Please render the records as a JSON list of strings, one per line, from the line containing "Spot man with glasses." through the line containing "[546,288,590,326]", both included. Skip blank lines and give only those lines.

Part of a data file:
▼

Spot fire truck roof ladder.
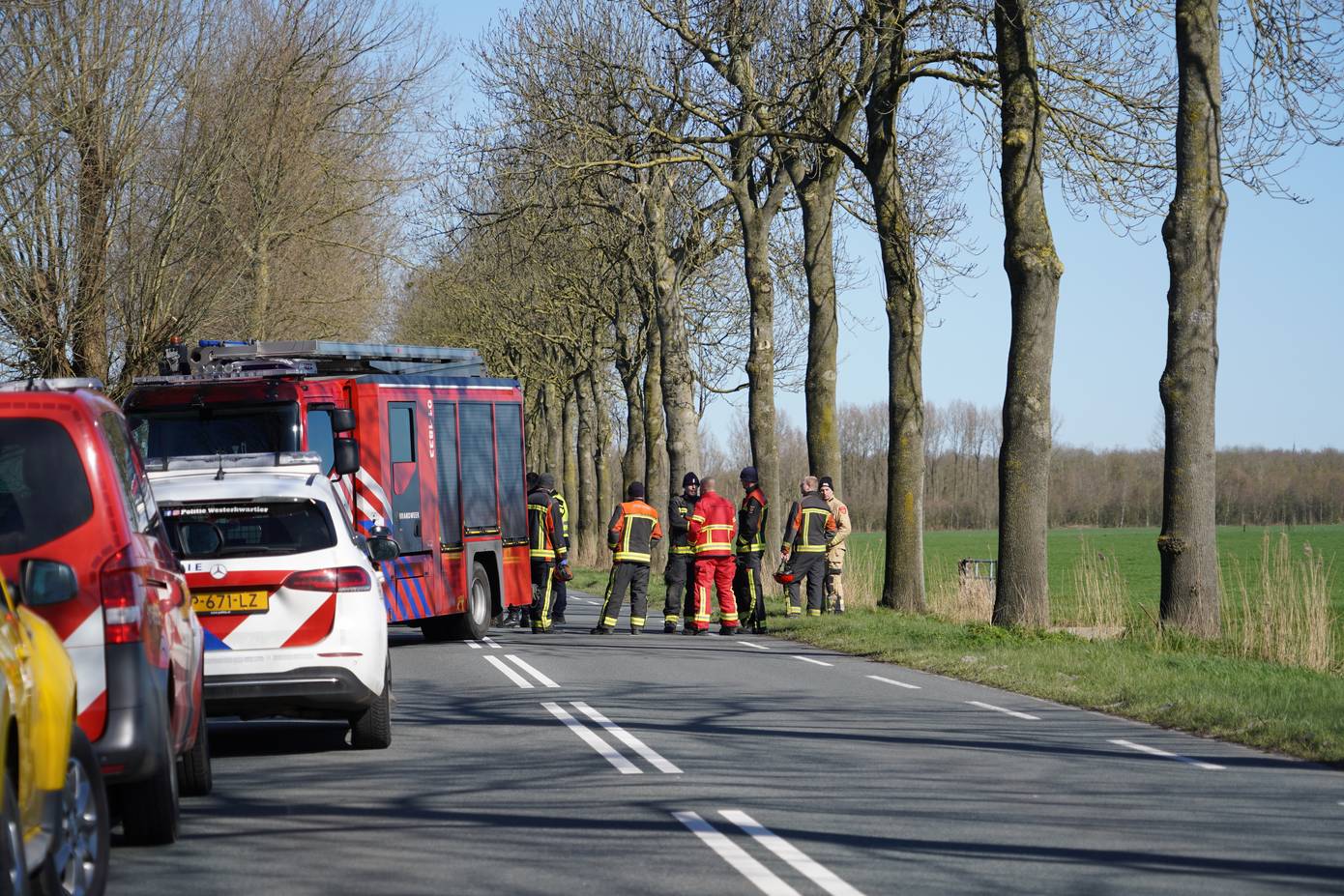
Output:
[190,340,485,376]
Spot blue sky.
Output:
[426,0,1344,448]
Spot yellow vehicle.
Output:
[0,561,109,896]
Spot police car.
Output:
[149,452,397,750]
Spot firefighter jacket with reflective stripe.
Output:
[668,493,696,556]
[527,489,570,561]
[555,492,570,544]
[783,492,836,554]
[827,493,854,566]
[690,492,737,558]
[606,500,662,565]
[738,486,770,556]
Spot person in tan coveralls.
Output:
[821,476,854,613]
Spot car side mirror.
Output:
[18,561,79,607]
[330,407,355,433]
[332,437,359,476]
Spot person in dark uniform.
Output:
[527,473,570,634]
[590,482,662,634]
[779,476,836,617]
[733,466,770,634]
[551,487,570,621]
[662,473,700,634]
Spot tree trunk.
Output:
[976,0,1063,628]
[794,165,844,493]
[1157,0,1227,638]
[644,323,682,571]
[72,126,111,380]
[645,183,703,492]
[587,366,612,518]
[565,373,600,561]
[537,383,569,475]
[742,202,781,553]
[864,105,924,613]
[562,383,580,549]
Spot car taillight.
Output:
[281,566,373,592]
[98,548,145,644]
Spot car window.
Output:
[162,499,336,561]
[0,418,93,554]
[101,411,159,532]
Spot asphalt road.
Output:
[107,593,1344,896]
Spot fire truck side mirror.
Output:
[331,407,355,433]
[334,437,359,476]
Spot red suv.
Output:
[0,380,211,844]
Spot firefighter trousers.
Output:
[528,559,555,631]
[827,563,844,613]
[733,554,765,627]
[597,561,649,631]
[786,551,827,617]
[687,554,738,628]
[662,554,695,624]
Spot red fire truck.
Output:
[125,340,531,641]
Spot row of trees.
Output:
[0,0,442,383]
[0,0,1344,645]
[400,0,1344,634]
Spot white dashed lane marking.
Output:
[966,700,1040,721]
[1107,740,1224,771]
[868,676,920,690]
[502,652,561,688]
[572,700,682,775]
[485,657,537,688]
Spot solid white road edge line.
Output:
[1107,740,1224,771]
[868,676,920,690]
[541,703,644,775]
[719,809,862,896]
[572,700,682,775]
[672,811,800,896]
[966,700,1040,721]
[504,652,561,688]
[485,657,537,688]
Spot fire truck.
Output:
[125,340,531,641]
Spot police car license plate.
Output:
[190,592,270,614]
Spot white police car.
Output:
[149,452,397,750]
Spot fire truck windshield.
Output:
[127,402,300,457]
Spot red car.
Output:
[0,380,211,844]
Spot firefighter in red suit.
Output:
[682,479,738,634]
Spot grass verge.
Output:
[571,568,1344,768]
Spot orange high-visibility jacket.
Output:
[606,499,662,565]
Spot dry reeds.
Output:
[1223,532,1334,671]
[927,561,995,623]
[1072,538,1129,633]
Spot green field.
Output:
[848,525,1344,635]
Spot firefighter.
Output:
[819,476,854,613]
[590,481,662,634]
[527,473,570,634]
[551,489,570,621]
[682,479,738,634]
[733,466,770,634]
[779,476,836,617]
[662,473,700,634]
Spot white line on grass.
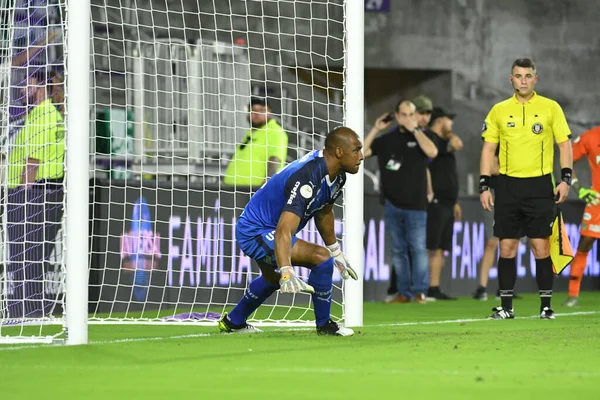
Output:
[365,311,600,327]
[0,311,600,354]
[231,367,600,379]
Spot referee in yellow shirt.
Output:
[479,58,573,319]
[6,67,65,318]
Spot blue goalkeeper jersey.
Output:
[237,150,346,237]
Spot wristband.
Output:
[479,175,492,194]
[560,168,573,186]
[327,242,340,253]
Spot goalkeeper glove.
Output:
[577,188,600,206]
[279,267,315,293]
[327,242,358,281]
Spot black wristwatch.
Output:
[560,168,573,186]
[479,175,492,194]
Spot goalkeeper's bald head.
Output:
[325,126,364,174]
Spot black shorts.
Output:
[494,175,557,239]
[427,203,454,251]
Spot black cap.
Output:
[429,107,456,125]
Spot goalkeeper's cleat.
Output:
[540,307,556,319]
[279,267,315,293]
[487,307,515,319]
[219,313,262,333]
[563,296,579,307]
[317,319,354,336]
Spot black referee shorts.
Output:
[494,175,557,239]
[427,200,454,251]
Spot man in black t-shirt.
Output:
[427,107,463,300]
[363,100,437,303]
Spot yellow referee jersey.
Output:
[482,92,571,178]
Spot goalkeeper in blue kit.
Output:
[219,127,364,336]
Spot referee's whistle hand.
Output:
[479,190,494,211]
[554,182,569,204]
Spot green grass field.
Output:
[0,292,600,400]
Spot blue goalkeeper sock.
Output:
[227,276,279,326]
[308,257,333,327]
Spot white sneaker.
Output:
[383,293,398,304]
[563,296,579,307]
[317,319,354,336]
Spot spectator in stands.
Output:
[6,67,64,318]
[385,95,433,303]
[224,97,288,190]
[364,100,437,303]
[427,107,463,300]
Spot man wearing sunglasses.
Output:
[224,97,288,189]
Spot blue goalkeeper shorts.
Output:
[235,218,298,268]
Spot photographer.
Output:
[363,100,437,303]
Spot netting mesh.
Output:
[90,0,344,323]
[0,0,346,344]
[0,0,65,344]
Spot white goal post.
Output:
[0,0,364,344]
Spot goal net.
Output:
[0,0,346,344]
[0,0,66,343]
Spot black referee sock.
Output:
[498,257,517,310]
[535,257,554,311]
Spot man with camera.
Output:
[364,100,437,303]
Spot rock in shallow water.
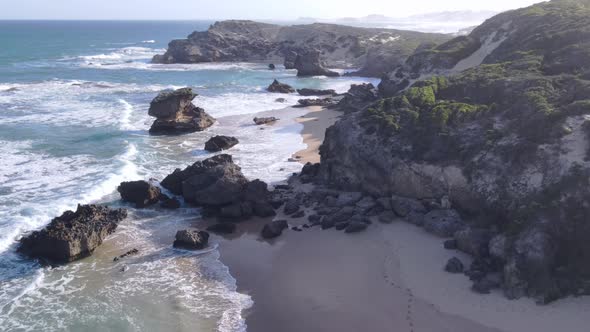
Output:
[18,205,127,263]
[117,181,162,208]
[205,136,239,152]
[173,229,209,250]
[148,88,215,135]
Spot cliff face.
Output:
[153,21,450,76]
[321,0,590,301]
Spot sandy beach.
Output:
[293,106,342,164]
[214,108,590,332]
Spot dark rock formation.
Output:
[445,257,465,273]
[173,229,209,250]
[295,49,340,77]
[113,248,139,262]
[320,1,590,303]
[297,88,337,97]
[18,205,127,263]
[261,220,289,239]
[266,80,295,93]
[117,181,162,208]
[205,136,239,152]
[153,21,449,77]
[344,221,369,233]
[338,83,378,112]
[149,88,215,134]
[253,116,279,126]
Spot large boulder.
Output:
[294,49,340,77]
[18,205,127,263]
[161,154,248,206]
[148,88,215,134]
[205,136,239,152]
[266,80,295,93]
[117,181,162,208]
[173,229,209,250]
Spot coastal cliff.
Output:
[153,20,450,77]
[320,0,590,303]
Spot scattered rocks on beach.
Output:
[445,257,465,273]
[297,88,337,97]
[149,88,215,134]
[173,229,209,250]
[266,80,295,93]
[297,98,337,107]
[253,116,279,126]
[205,136,239,152]
[17,205,127,263]
[117,181,162,208]
[261,220,289,239]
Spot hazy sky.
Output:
[0,0,552,20]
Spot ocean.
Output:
[0,21,376,331]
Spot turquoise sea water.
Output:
[0,21,380,331]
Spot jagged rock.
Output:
[253,116,279,126]
[424,210,465,237]
[338,83,378,111]
[454,227,493,256]
[445,257,465,273]
[297,98,338,107]
[207,222,237,234]
[17,205,127,263]
[444,239,457,250]
[266,80,295,93]
[344,221,368,233]
[117,181,162,208]
[261,220,289,239]
[297,88,337,97]
[149,88,215,134]
[391,196,426,218]
[160,198,181,210]
[205,136,239,152]
[379,211,398,224]
[161,154,248,205]
[113,248,139,262]
[295,49,340,77]
[173,229,209,250]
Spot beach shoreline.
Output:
[214,108,590,332]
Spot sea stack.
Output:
[149,88,215,135]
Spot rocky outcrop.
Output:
[148,88,215,135]
[205,136,239,152]
[153,21,449,77]
[173,229,209,250]
[297,88,337,97]
[252,116,279,126]
[117,181,162,208]
[320,0,590,303]
[18,205,127,263]
[338,83,378,112]
[295,49,340,77]
[161,154,275,221]
[297,98,338,107]
[266,80,295,93]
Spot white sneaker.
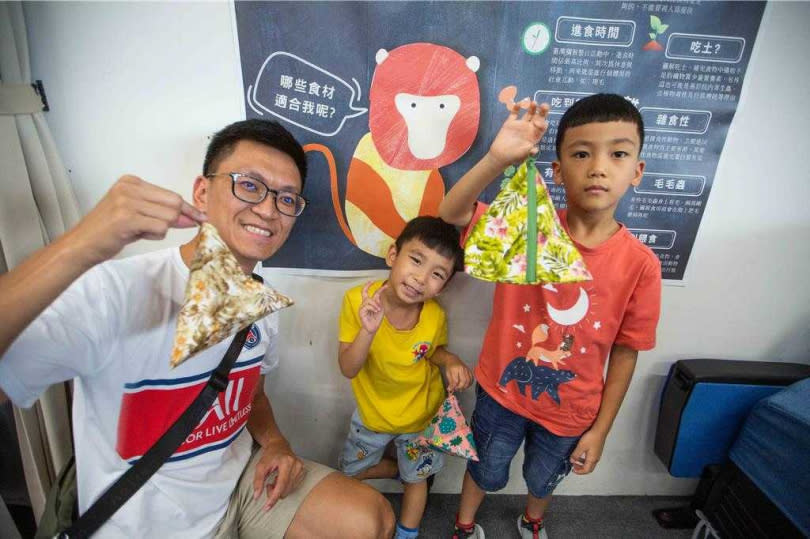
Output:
[517,514,548,539]
[453,524,486,539]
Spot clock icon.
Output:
[523,22,551,55]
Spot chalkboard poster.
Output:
[235,1,765,280]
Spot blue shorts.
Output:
[338,410,444,483]
[467,385,580,498]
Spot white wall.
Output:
[25,3,810,494]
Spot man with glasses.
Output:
[0,120,394,538]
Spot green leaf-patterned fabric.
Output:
[464,158,591,284]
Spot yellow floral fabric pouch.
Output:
[464,158,591,284]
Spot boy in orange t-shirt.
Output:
[439,94,661,539]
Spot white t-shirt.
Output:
[0,248,278,538]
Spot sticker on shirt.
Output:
[243,324,262,350]
[116,358,262,464]
[411,341,430,363]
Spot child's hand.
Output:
[570,430,605,475]
[358,281,388,333]
[444,353,473,393]
[489,98,549,168]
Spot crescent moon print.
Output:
[546,288,590,326]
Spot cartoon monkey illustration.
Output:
[304,43,481,258]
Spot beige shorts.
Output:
[214,451,335,539]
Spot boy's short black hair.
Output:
[556,94,644,158]
[203,119,307,191]
[396,215,464,280]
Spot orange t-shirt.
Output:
[463,203,661,436]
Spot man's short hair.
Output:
[396,215,464,273]
[203,119,307,191]
[556,94,644,158]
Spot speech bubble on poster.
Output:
[246,51,368,137]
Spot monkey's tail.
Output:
[304,143,357,245]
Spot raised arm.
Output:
[338,282,388,378]
[439,101,548,226]
[0,176,205,370]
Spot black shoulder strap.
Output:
[57,273,262,539]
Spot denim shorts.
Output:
[339,410,444,483]
[467,385,580,498]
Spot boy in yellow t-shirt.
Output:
[338,217,472,539]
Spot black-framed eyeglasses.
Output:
[205,172,309,217]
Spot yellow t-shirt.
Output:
[338,281,447,434]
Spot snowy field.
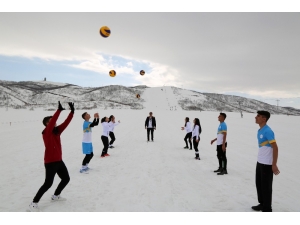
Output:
[0,85,300,212]
[0,109,300,212]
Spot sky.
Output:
[0,1,300,108]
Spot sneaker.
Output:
[217,169,227,175]
[214,168,222,173]
[251,204,262,211]
[28,202,40,212]
[79,168,89,173]
[51,195,67,202]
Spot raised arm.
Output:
[270,142,280,175]
[57,112,74,134]
[89,118,99,127]
[44,101,64,134]
[57,102,75,134]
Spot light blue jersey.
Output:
[257,125,276,165]
[82,121,93,154]
[217,122,227,145]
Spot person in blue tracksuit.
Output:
[80,112,99,173]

▲

Exercise output.
[
  "Spot man with glasses.",
  "Output:",
  "[0,120,394,538]",
  "Spot green leaf-patterned fabric.",
  "Output:",
  "[464,158,591,284]",
  "Spot yellow floral fabric pouch.",
  "Output:",
  "[464,158,591,284]",
  "Spot boy in orange t-shirt.",
  "Output:",
  "[439,94,661,539]",
  "Spot white t-shirt.",
  "Output:",
  "[0,248,278,538]",
  "Spot sticker on shirt.",
  "Output:",
  "[243,324,262,350]",
  "[116,358,262,464]",
  "[411,341,430,363]",
  "Spot child's hand.",
  "Output:",
  "[570,430,605,475]",
  "[358,281,388,333]",
  "[444,353,473,393]",
  "[489,98,549,168]",
  "Spot crescent moon print.",
  "Output:",
  "[546,288,590,326]"
]